- **What needs to be done**
Look below for the line with "door shown above.", then give it again exactly, along with every line that comes after it, the final line included.

○ ○ ○

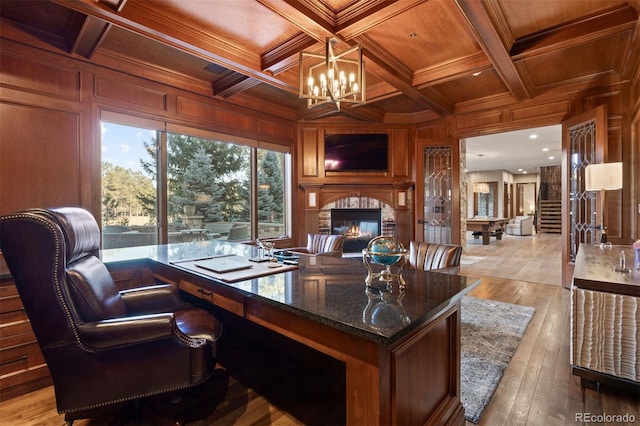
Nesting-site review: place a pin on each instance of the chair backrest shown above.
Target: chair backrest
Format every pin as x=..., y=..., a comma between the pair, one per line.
x=427, y=256
x=238, y=233
x=52, y=255
x=325, y=244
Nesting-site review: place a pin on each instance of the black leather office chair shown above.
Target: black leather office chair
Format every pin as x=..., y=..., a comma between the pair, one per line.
x=102, y=346
x=321, y=245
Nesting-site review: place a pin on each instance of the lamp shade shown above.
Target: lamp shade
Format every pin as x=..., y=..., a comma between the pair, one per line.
x=604, y=176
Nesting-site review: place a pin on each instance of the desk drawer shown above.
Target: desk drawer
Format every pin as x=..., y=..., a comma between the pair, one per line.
x=19, y=353
x=604, y=333
x=229, y=303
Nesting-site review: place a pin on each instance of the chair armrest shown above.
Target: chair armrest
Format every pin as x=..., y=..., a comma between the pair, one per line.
x=117, y=332
x=153, y=299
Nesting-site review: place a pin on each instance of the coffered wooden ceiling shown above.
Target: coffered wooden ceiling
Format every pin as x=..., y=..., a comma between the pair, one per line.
x=421, y=56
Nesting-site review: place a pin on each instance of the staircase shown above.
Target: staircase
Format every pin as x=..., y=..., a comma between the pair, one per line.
x=550, y=220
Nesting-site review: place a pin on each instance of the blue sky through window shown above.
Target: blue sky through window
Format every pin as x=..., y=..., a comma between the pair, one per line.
x=123, y=145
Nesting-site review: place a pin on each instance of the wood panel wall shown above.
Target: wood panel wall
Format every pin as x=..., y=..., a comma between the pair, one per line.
x=50, y=108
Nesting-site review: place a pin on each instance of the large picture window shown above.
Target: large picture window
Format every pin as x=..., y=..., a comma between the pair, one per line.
x=195, y=185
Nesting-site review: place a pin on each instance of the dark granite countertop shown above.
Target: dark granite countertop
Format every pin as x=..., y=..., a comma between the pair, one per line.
x=328, y=290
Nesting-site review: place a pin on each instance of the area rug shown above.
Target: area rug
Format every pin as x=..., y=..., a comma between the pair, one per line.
x=491, y=333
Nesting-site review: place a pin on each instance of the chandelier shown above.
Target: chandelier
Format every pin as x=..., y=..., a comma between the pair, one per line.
x=481, y=187
x=335, y=79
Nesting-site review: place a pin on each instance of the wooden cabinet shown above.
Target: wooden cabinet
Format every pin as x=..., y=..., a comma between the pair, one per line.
x=22, y=366
x=605, y=313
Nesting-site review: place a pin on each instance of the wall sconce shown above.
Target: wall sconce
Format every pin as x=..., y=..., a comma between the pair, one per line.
x=312, y=200
x=603, y=177
x=402, y=199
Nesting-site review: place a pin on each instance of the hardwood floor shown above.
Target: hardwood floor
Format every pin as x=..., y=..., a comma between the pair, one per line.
x=533, y=258
x=257, y=386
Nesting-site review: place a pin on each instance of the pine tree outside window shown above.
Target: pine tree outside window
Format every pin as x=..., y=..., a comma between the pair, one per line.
x=215, y=187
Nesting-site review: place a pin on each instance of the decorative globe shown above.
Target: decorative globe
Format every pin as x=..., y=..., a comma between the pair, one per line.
x=385, y=250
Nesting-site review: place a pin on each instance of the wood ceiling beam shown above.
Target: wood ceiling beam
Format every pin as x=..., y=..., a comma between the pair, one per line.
x=362, y=113
x=493, y=44
x=358, y=18
x=314, y=25
x=91, y=35
x=154, y=23
x=233, y=83
x=350, y=25
x=399, y=76
x=451, y=70
x=613, y=21
x=279, y=58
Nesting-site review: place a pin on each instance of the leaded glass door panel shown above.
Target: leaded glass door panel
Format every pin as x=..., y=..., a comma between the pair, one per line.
x=584, y=140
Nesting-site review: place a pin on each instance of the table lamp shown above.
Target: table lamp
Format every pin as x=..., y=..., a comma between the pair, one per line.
x=603, y=177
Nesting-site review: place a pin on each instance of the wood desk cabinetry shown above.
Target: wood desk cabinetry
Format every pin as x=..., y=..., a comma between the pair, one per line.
x=605, y=316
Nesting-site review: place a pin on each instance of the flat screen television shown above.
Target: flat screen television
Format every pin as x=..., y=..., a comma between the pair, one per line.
x=356, y=152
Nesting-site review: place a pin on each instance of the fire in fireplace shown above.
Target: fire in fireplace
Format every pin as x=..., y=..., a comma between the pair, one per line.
x=357, y=227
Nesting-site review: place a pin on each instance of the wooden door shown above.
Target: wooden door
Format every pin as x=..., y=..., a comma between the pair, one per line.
x=438, y=191
x=584, y=142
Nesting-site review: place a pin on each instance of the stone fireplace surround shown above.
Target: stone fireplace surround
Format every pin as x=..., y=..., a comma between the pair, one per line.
x=395, y=201
x=360, y=206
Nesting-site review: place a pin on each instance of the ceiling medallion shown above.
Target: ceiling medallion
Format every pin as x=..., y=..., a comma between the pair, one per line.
x=335, y=79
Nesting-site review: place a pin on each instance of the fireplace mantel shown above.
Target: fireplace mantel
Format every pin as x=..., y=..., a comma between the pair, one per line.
x=397, y=195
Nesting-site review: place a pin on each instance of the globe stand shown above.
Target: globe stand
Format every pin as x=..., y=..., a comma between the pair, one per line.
x=374, y=253
x=384, y=310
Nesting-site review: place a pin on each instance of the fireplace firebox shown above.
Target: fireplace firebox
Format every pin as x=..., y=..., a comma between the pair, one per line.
x=357, y=227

○ ○ ○

- **Response for this exercise**
Nesting-site review: place a pin on each instance of the wooden door shown above.
Target: wooden door
Format every pin as x=..., y=..., a comma between the pair, one per line.
x=438, y=191
x=584, y=142
Nesting-site review: place a pin on each instance of the stone fireplace surround shown above.
Target: stone fireplace surround
Format every pin as x=..., y=..., a comma between the pair, one per line.
x=395, y=201
x=360, y=206
Nesting-site review: place a pin on each instance of the ceiling medallion shown above.
Target: ceiling medallion
Format every pin as x=..., y=..., a comma between the pair, one per line.
x=335, y=79
Nesting-site review: place a pin on each instance of the fireplace mantel shown above.
Target: fireplace mantel
Format every pin as x=..., y=..., a comma between the pair, one per line.
x=397, y=195
Nesting-site review: place a pin on each instance of the globe stand shown above.
Target: globe stand
Format every pin as x=..., y=..., a comma between the pair, one per line.
x=374, y=253
x=384, y=310
Nesting-site review: place a pin on each instance of the fireplace firebox shown above.
Target: fireplace firebox
Format every pin as x=..., y=..., a comma between the pair, one per line.
x=357, y=227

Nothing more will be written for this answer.